Boundary annotation records:
********

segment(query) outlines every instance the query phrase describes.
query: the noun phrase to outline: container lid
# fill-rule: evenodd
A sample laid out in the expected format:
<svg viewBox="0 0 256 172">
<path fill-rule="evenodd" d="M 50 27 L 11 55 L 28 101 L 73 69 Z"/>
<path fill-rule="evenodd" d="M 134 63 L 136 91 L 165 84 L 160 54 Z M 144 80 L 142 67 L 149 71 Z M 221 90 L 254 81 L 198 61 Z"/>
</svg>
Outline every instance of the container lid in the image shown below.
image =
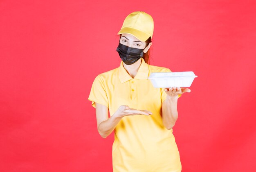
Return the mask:
<svg viewBox="0 0 256 172">
<path fill-rule="evenodd" d="M 150 74 L 148 78 L 158 78 L 165 77 L 180 77 L 180 76 L 190 76 L 197 77 L 198 76 L 195 75 L 192 71 L 187 72 L 152 72 Z"/>
</svg>

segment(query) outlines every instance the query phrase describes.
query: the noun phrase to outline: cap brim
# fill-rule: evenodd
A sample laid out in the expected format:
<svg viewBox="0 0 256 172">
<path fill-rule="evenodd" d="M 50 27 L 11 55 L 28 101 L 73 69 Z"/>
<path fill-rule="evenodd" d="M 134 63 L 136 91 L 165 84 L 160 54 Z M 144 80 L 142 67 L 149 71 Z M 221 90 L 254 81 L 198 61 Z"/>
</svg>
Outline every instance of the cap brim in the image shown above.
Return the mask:
<svg viewBox="0 0 256 172">
<path fill-rule="evenodd" d="M 150 37 L 149 34 L 141 32 L 138 30 L 132 28 L 124 27 L 122 28 L 117 33 L 117 35 L 122 33 L 128 33 L 134 36 L 140 41 L 146 41 Z"/>
</svg>

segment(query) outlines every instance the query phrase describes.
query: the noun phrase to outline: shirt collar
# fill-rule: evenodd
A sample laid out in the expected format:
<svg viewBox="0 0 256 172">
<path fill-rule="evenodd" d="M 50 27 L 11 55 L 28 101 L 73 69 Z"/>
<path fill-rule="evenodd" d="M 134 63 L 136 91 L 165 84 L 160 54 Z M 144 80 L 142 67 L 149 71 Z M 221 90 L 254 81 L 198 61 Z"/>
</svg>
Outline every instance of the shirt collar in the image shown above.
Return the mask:
<svg viewBox="0 0 256 172">
<path fill-rule="evenodd" d="M 149 70 L 148 64 L 145 62 L 142 58 L 141 58 L 141 63 L 139 66 L 138 72 L 134 77 L 134 79 L 147 79 L 148 76 Z M 132 79 L 132 78 L 128 74 L 123 65 L 124 62 L 122 61 L 120 63 L 120 66 L 118 68 L 118 77 L 121 83 Z"/>
</svg>

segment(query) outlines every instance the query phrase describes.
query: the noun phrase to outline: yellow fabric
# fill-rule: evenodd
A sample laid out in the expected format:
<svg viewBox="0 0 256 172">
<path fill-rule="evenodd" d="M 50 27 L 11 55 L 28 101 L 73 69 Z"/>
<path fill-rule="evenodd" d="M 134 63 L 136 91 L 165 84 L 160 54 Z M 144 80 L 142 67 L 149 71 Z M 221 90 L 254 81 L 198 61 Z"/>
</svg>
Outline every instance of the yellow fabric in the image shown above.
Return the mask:
<svg viewBox="0 0 256 172">
<path fill-rule="evenodd" d="M 110 116 L 121 105 L 152 112 L 149 116 L 125 116 L 116 126 L 112 150 L 113 172 L 180 172 L 180 153 L 173 128 L 169 130 L 164 126 L 161 116 L 166 93 L 164 88 L 155 88 L 147 79 L 151 72 L 171 71 L 148 65 L 141 59 L 134 78 L 122 61 L 119 67 L 97 76 L 88 98 L 94 108 L 95 102 L 108 107 Z"/>
<path fill-rule="evenodd" d="M 129 33 L 141 41 L 153 37 L 154 20 L 149 14 L 144 11 L 135 11 L 128 15 L 117 35 Z"/>
</svg>

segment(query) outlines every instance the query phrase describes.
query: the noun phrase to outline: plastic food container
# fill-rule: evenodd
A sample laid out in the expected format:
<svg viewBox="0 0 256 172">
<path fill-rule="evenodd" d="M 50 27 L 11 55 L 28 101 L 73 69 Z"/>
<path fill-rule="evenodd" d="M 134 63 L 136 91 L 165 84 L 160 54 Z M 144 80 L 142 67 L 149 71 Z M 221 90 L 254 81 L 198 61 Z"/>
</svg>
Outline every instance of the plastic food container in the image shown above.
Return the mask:
<svg viewBox="0 0 256 172">
<path fill-rule="evenodd" d="M 155 88 L 189 87 L 198 76 L 192 71 L 153 72 L 148 77 Z"/>
</svg>

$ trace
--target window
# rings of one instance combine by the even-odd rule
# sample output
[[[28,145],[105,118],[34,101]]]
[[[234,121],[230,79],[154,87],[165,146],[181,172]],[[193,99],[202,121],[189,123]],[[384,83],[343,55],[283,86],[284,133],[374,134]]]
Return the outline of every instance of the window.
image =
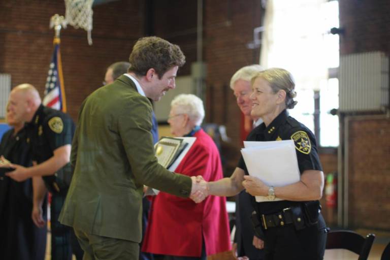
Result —
[[[290,114],[320,146],[338,146],[338,118],[330,111],[338,108],[339,37],[330,33],[339,27],[338,2],[268,0],[264,23],[261,64],[295,78],[298,103]]]

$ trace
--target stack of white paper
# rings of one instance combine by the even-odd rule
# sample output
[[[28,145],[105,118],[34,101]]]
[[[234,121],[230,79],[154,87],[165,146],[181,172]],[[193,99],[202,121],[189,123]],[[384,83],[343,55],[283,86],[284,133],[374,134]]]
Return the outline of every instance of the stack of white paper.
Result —
[[[241,153],[249,175],[269,186],[285,186],[299,181],[300,174],[292,140],[245,141],[244,146]],[[255,198],[257,202],[271,201],[266,197]]]

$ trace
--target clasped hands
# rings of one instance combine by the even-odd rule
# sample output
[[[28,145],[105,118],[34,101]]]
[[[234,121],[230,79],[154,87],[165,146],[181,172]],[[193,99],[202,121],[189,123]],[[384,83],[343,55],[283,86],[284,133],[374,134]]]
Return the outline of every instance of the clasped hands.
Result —
[[[192,186],[191,188],[190,199],[196,203],[200,203],[209,196],[209,186],[203,177],[201,175],[192,176]]]
[[[269,187],[259,178],[249,175],[245,175],[242,182],[246,192],[252,196],[267,196]],[[192,187],[190,198],[197,203],[202,202],[209,194],[208,183],[201,175],[191,177]]]

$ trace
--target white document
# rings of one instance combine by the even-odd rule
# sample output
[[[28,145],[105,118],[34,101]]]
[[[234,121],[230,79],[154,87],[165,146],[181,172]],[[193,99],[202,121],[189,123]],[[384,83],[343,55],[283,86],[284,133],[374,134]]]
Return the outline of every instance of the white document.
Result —
[[[299,181],[301,175],[292,140],[244,142],[241,153],[249,175],[266,184],[282,186]],[[264,196],[255,196],[256,201],[270,201]]]
[[[181,162],[182,160],[183,160],[183,158],[185,155],[187,154],[188,150],[189,150],[189,148],[191,148],[193,144],[193,143],[195,142],[195,140],[197,139],[196,137],[175,137],[175,138],[182,139],[183,143],[185,142],[188,144],[184,149],[183,150],[183,151],[181,152],[181,153],[179,155],[179,157],[177,157],[177,159],[176,159],[175,160],[175,162],[172,164],[172,165],[168,168],[168,170],[171,172],[174,172],[175,170],[176,170],[179,164]],[[144,196],[157,195],[159,192],[160,191],[158,189],[154,189],[151,187],[148,187],[146,191],[145,192],[145,194],[144,194]]]

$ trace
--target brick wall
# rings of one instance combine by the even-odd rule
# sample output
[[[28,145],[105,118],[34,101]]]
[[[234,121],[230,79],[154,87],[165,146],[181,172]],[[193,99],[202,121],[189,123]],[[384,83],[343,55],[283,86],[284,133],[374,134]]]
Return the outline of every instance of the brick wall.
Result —
[[[127,60],[143,34],[139,1],[120,1],[93,8],[93,44],[86,32],[69,26],[61,34],[61,53],[68,112],[74,119],[83,100],[102,85],[111,63]],[[121,12],[118,12],[121,10]],[[50,17],[64,15],[63,0],[0,2],[0,72],[9,73],[13,86],[23,83],[43,93],[52,53]]]
[[[390,55],[390,2],[339,1],[340,54],[381,51]],[[351,227],[389,230],[390,140],[388,119],[351,118],[347,150]]]
[[[390,54],[390,2],[339,1],[340,54],[382,51]]]
[[[388,230],[390,119],[351,117],[347,127],[350,225]]]
[[[258,63],[258,51],[247,48],[246,44],[253,41],[253,28],[261,25],[263,14],[257,0],[227,1],[226,5],[205,1],[204,56],[207,63],[206,93],[209,96],[206,119],[226,125],[237,147],[242,146],[241,114],[229,83],[237,70]]]

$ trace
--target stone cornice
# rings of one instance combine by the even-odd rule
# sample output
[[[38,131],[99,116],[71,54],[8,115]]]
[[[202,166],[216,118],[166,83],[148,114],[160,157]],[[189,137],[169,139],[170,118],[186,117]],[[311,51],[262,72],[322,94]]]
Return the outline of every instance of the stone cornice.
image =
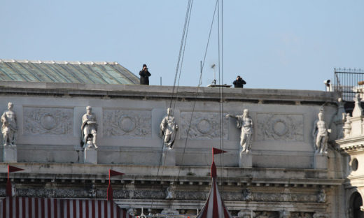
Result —
[[[335,143],[339,145],[342,153],[353,153],[364,151],[364,136],[350,137],[338,139]]]
[[[179,87],[178,98],[181,100],[204,99],[219,101],[219,89]],[[141,86],[132,85],[87,85],[73,83],[48,83],[25,82],[0,82],[0,94],[59,96],[90,96],[104,98],[171,98],[173,87]],[[223,89],[224,101],[245,101],[261,103],[317,104],[335,103],[338,94],[321,91],[232,89]]]

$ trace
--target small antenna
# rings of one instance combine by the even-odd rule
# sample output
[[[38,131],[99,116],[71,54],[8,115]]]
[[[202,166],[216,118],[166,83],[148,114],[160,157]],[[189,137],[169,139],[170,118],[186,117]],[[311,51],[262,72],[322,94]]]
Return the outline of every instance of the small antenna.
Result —
[[[215,64],[211,65],[211,68],[214,70],[214,81],[212,81],[214,85],[216,85],[216,71],[215,70],[215,66],[216,66]]]

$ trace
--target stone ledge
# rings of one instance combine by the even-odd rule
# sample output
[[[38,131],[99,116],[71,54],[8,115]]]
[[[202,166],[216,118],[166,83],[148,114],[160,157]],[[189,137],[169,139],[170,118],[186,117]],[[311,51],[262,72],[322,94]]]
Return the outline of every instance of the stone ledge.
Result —
[[[205,99],[219,101],[219,89],[180,87],[178,96],[181,100]],[[69,83],[4,82],[0,81],[0,94],[24,95],[53,95],[59,96],[99,96],[107,98],[170,98],[172,86],[140,86],[133,85],[86,85]],[[307,104],[321,105],[325,102],[335,103],[339,97],[336,92],[307,90],[267,89],[223,89],[225,101],[256,101],[262,103],[297,104],[300,101]]]

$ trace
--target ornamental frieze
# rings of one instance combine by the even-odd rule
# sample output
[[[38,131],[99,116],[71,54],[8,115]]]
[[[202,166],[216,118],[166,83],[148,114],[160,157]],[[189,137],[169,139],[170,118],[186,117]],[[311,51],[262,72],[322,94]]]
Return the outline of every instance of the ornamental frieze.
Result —
[[[303,141],[303,115],[258,114],[257,139]]]
[[[191,119],[191,112],[181,112],[181,137],[195,139],[220,138],[220,114],[218,112],[195,112]],[[223,138],[227,139],[227,119],[223,117]],[[190,130],[188,131],[188,128]]]
[[[73,108],[24,107],[24,135],[73,135]]]
[[[104,110],[103,126],[106,136],[149,138],[152,136],[151,112]]]

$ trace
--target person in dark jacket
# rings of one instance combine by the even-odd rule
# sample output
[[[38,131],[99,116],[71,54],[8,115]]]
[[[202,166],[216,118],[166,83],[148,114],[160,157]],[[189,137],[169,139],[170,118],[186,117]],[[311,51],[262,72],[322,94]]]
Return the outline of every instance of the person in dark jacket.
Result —
[[[232,82],[232,84],[234,84],[234,87],[235,88],[242,88],[243,85],[244,84],[246,84],[246,82],[245,82],[243,78],[240,77],[240,75],[238,75],[236,80],[234,80]]]
[[[146,64],[143,64],[143,69],[139,71],[140,75],[140,85],[149,85],[149,77],[151,75],[150,73],[148,71]]]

********

◆ REQUIRED TASK
Select every line in the data above that contains the string "person".

◆ ANSWER TO THIS PROBLEM
--target person in dark jacket
Return the outline of every instance of the person in dark jacket.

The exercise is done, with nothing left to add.